Rewrite the data below as a numbered list, leaving out any blank lines.

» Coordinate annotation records

________________

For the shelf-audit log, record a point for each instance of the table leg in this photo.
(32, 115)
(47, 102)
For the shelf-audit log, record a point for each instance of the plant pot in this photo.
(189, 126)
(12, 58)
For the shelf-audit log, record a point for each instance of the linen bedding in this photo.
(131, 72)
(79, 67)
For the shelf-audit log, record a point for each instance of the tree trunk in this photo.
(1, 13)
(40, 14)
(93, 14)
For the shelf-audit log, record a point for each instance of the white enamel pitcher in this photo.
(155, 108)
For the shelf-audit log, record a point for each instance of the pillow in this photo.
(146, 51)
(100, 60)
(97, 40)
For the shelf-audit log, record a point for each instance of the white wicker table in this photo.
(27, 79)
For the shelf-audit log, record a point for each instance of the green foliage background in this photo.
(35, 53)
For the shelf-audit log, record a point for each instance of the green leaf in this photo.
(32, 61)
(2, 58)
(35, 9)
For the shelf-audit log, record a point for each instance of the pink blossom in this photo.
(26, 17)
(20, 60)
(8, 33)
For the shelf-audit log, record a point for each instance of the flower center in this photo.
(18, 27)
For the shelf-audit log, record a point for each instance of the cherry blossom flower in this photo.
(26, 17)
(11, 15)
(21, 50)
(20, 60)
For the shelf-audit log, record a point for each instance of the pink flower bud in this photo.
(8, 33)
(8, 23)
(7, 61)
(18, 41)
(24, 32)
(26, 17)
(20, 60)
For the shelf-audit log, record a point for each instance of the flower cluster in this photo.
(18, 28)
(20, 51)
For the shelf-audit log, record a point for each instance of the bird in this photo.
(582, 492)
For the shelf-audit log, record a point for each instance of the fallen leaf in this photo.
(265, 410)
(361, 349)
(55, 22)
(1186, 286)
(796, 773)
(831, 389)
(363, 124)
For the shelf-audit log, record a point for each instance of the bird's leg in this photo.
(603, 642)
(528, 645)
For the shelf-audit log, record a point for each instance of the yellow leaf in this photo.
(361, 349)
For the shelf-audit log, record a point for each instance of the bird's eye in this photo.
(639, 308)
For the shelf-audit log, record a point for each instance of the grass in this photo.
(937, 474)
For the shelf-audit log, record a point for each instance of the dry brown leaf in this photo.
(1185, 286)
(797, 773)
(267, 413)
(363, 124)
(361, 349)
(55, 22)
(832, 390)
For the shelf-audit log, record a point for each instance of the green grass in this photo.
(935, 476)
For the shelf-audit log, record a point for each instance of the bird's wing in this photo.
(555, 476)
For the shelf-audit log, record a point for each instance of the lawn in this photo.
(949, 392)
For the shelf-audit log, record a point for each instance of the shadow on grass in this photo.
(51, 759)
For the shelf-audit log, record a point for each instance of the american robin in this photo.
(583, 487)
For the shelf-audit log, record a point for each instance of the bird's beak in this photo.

________________

» Answer to this task
1. For the shelf-audit log, record a point for each instance of the table leg in this photo.
2. (32, 115)
3. (47, 102)
4. For the shelf-audit log, record a point for each instance of the plant pot in this photo.
5. (189, 126)
6. (12, 58)
7. For the shelf-audit log, record a point for each instance of the linen bedding in this photo.
8. (131, 72)
9. (79, 67)
10. For the shelf-audit log, record a point for each instance of the tree trunk in this photo.
11. (1, 13)
12. (40, 14)
13. (93, 14)
14. For the shelf-audit log, record a point for each instance of the white enamel pitcher in this photo.
15. (155, 108)
16. For the shelf-audit log, record a point for each instance of the pillow in this photo.
17. (146, 51)
18. (100, 60)
19. (97, 40)
20. For the shelf-audit log, record a point for each instance of the white wicker table in this photo.
21. (27, 79)
22. For the shelf-audit log, record a point for each instance of the green foliage background in this photo.
23. (35, 53)
24. For the shelf-audit log, record a point for each instance of the green leaf in this photo.
25. (32, 61)
26. (2, 58)
27. (35, 9)
28. For the shelf-audit log, record a point for each instance of the pink blossom in this photo.
29. (26, 17)
30. (20, 60)
31. (8, 33)
32. For the shelf-audit log, record a point for each instance of the flower center in this photo.
33. (18, 27)
34. For the shelf-audit log, record a point for each instance of the cherry blossom flower in this photo.
35. (26, 17)
36. (11, 15)
37. (21, 50)
38. (20, 60)
39. For the shelf-audit log, record a point for each instance of the pink flower bud in this photo.
40. (8, 33)
41. (8, 23)
42. (7, 61)
43. (18, 41)
44. (24, 32)
45. (26, 17)
46. (20, 60)
47. For the shelf-audit log, record a point for each instance of the flower cluster in this photo.
48. (18, 28)
49. (20, 51)
50. For the shelf-audit log, record a point for each instance of the bird in this photo.
51. (582, 492)
52. For the shelf-audit log, record a point for each instance of the fallen leaf in this photo.
53. (265, 410)
54. (361, 349)
55. (55, 22)
56. (1186, 286)
57. (796, 773)
58. (831, 389)
59. (363, 124)
60. For the shelf-audit log, record a point for each instance of the bird's leg in this photo.
61. (603, 642)
62. (528, 645)
63. For the shelf-audit log, record a point for each instance of the yellow leaf in this photo.
64. (361, 349)
65. For the shelf-audit log, record a point for each instance of the bird's eye in this photo.
66. (639, 308)
67. For the shelf-audit log, record a point for each instance of the grass in this photo.
68. (937, 474)
69. For the shelf-audit log, record a point for each instance of the dry brown leaf in this photo.
70. (1185, 286)
71. (797, 773)
72. (267, 413)
73. (363, 124)
74. (361, 349)
75. (55, 22)
76. (832, 390)
77. For the shelf-audit log, record a point for each instance of the green grass in this photo.
78. (935, 476)
79. For the shelf-audit log, record a point for each instance of the bird's wing in this photo.
80. (555, 476)
81. For the shelf-audit log, record a point for each instance of the lawn in this photo.
82. (949, 392)
83. For the shelf-audit log, record a point for each instance of the shadow on grass in this photo.
84. (51, 759)
85. For the shelf-audit log, record a point for each instance of the american robin in this photo.
86. (583, 487)
87. For the shelf-audit log, record a point for each instance of the bird's beak in this photo.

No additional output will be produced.